## TEXTE DE LA PAGE:

Soumis par Révolution Inte... le
1. L’arrivée et l’expansion de la pandémie mondiale de Covid-19 a eu un impact considérable sur tous les aspects de la vie de la société et sur tous les plans : économique, politique et social. La crise sanitaire, comme manifestation majeure et inédite de l’accélération de la décomposition du capitalisme, va nécessairement avoir des conséquences sur la dynamique des combats de classe dans les deux années à venir. Le prolétariat en France, comme dans tous les pays, a subi de plein fouet le choc de cette pandémie. Cette catastrophe sanitaire a provoqué, de façon immédiate, un sentiment d’effroi, de sidération générale rendant très improbable, à court terme, toute mobilisation de la classe ouvrière, sur son propre terrain, contre les effets dévastateurs de la crise économique. Aujourd’hui, c’est tout le prolétariat mondial, comme l’ensemble de la société, qui est ébranlé par la gravité et les conséquences de cette pandémie. Cependant, il existe une grande hétérogénéité au sein de la classe ouvrière. Il est donc très difficile pour les révolutionnaires de dégager, dès à présent, une tendance générale valable pour tous les pays. La classe ouvrière en France n’a pas la même histoire, ni la même expérience que celle des États-Unis, par exemple. Elle n’est pas touchée par la même arriération politique que le prolétariat de la première puissance mondiale, fortement imprégnée par la montée du populisme.
Pour évaluer le rapport de force entre les classes, et poser un cadre politique permettant de comprendre l’évolution de ce rapport de force, il convient de revenir sur deux mouvements sociaux qui ont marqué la situation en France ces deux dernières années : le mouvement des Gilets Jaunes et celui contre la réforme des retraites. Ceci afin d’en tirer les principaux enseignements dans le contexte historique actuel d’accélération de la décomposition sociale et de la crise économique.
2. Le mouvement des Gilets Jaunes était une explosion de mécontentement contre une nouvelle baisse du pouvoir d’achat avec la hausse des taxes sur le carburant. Cette mesure du gouvernement Macron a frappé particulièrement les petits patrons et les ouvriers des zones rurales, contraints de prendre leur voiture pour se déplacer ou aller travailler. Les franges les plus misérables du prolétariat, très dispersées et inexpérimentées, ont été particulièrement vulnérables aux influences de la petite-bourgeoisie. Ce mouvement social s’est ainsi développé sur un terrain interclassiste, un terrain où les revendications ouvrières étaient mêlées et pouvaient se confondre avec celles des petits patrons et artisans. Il n’était donc pas une émanation de la lutte du prolétariat, mais un produit de la décomposition sociale résultant de la paupérisation croissante des couches intermédiaires. Ce mouvement se concevait comme une lutte des “pauvres” contre les “riches” et non pas comme celle d’une classe exploitée – le prolétariat – contre une classe exploiteuse – la bourgeoisie. C’est pour cela que la colère des Gilets Jaunes s’était focalisée contre la personne de Macron. Ils voulaient faire tomber le “Président des riches” qui avait supprimé l’impôt sur la fortune.

Éléments provenant d'une source de données:

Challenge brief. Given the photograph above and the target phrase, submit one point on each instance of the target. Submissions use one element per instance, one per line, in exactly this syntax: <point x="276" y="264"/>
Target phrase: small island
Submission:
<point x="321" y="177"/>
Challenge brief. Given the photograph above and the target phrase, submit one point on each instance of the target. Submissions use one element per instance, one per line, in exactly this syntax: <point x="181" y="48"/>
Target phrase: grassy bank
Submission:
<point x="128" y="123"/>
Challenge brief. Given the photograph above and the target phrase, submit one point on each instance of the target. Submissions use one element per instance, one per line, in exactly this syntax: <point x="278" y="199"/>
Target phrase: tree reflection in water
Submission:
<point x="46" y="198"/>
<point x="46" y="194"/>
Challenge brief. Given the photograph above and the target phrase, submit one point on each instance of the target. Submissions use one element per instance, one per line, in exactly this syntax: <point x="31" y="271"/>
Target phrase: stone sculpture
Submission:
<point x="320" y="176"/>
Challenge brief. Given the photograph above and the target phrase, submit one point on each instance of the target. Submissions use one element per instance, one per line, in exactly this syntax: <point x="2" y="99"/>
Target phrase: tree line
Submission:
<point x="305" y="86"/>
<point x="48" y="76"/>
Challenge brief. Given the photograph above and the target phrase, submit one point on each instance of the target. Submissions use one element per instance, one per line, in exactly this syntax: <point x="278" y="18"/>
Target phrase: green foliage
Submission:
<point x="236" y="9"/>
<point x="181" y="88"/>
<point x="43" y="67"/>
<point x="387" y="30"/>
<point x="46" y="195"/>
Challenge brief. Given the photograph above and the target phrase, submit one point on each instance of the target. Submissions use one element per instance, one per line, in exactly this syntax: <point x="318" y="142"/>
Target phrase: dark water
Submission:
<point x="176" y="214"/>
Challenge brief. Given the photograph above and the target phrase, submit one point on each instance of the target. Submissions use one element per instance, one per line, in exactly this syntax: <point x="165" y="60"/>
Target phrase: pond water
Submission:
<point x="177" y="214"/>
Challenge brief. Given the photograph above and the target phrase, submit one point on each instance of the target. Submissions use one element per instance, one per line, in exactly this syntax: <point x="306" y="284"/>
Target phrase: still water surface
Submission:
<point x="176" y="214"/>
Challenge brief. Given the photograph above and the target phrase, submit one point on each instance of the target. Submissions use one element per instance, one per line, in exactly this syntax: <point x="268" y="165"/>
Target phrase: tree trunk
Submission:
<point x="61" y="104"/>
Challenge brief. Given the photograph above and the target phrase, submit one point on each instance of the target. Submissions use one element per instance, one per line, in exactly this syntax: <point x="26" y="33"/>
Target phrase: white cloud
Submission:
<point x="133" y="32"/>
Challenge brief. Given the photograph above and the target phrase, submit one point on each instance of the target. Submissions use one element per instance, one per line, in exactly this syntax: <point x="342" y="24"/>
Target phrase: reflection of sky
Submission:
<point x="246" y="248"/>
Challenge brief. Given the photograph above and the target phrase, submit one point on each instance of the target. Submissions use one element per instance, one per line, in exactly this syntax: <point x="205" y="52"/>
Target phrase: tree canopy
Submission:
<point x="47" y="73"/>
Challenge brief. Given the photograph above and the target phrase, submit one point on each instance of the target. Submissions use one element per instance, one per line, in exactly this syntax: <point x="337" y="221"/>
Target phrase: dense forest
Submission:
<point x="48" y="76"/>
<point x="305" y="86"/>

## TRAVAIL À RÉALISER:
Poursuivez le texte sur la lutte des classes en France en reprenant juste après sa dernière phrase.

## RÉSULTAT OBTENU:
Le fait que le gouvernement Macron ait lâché du lest en débloquant plus de 10 milliards d’euros n’était pas un recul face à la force pseudo-“révolutionnaire” des Gilets Jaunes. Cette concession avait deux objectifs. D’une part, il s’agissait pour le gouvernement de limiter le chaos social provoqué par les violences urbaines et les saccages, notamment dans les “beaux quartiers” de la capitale. Par ailleurs, l’autre objectif, plus idéologique, visait à faire croire que les Gilets Jaunes auraient trouvé une forme de lutte plus “moderne”, plus “originale” et “efficace” face au caractère “dépassé” et “stérile” des vieilles méthodes de la classe ouvrière. Il s’agissait pour la bourgeoisie et ses medias d’instiller l’idée que seul ce type de mouvement interclassiste, du “peuple citoyen”, peut constituer une menace pour la classe dominante.
Malgré sa très grande sympathie envers les travailleurs les plus pauvres et précaires, la classe ouvrière ne s’est pas mobilisée dans le mouvement des Gilets Jaunes. Elle ne se reconnaissait ni dans leurs méthodes de lutte, ni dans un mouvement qui avait été soutenu par les partis bourgeois et notamment la droite et l’extrême-droite. Elle ne se reconnaissait pas dans une protestation sociale fortement imprégnée par l’idéologie nationaliste (avec aussi quelques relents minoritaires et nauséabonds de populisme, notamment de xénophobie) où de nombreux Gilets Jaunes brandissaient le drapeau tricolore et chantaient la Marseillaise à tue-tête dans leurs manifestations.
3. Le mouvement contre la réforme des retraites, qui a surgi un an après celui des Gilets Jaunes, a dévoilé au grand jour que la lutte de classe était toujours d’actualité. Ce mouvement a démontré la capacité du prolétariat en France à se mobiliser sur son propre terrain en s’affirmant comme classe autonome antagonique au capital. La reprise de sa combativité a été illustrée par les manifestations hebdomadaires regroupant dans la rue, semaine après semaine, un nombre croissant de travailleurs en colère. C’est cette combativité montante qui avait obligé les syndicats à prendre les devants pour encadrer la classe ouvrière, quadriller tout le terrain de sa mobilisation en collant aux besoins de la lutte. Ses besoins se sont clairement exprimés par la recherche de l’unité et de la solidarité entre tous les secteurs et toutes les générations.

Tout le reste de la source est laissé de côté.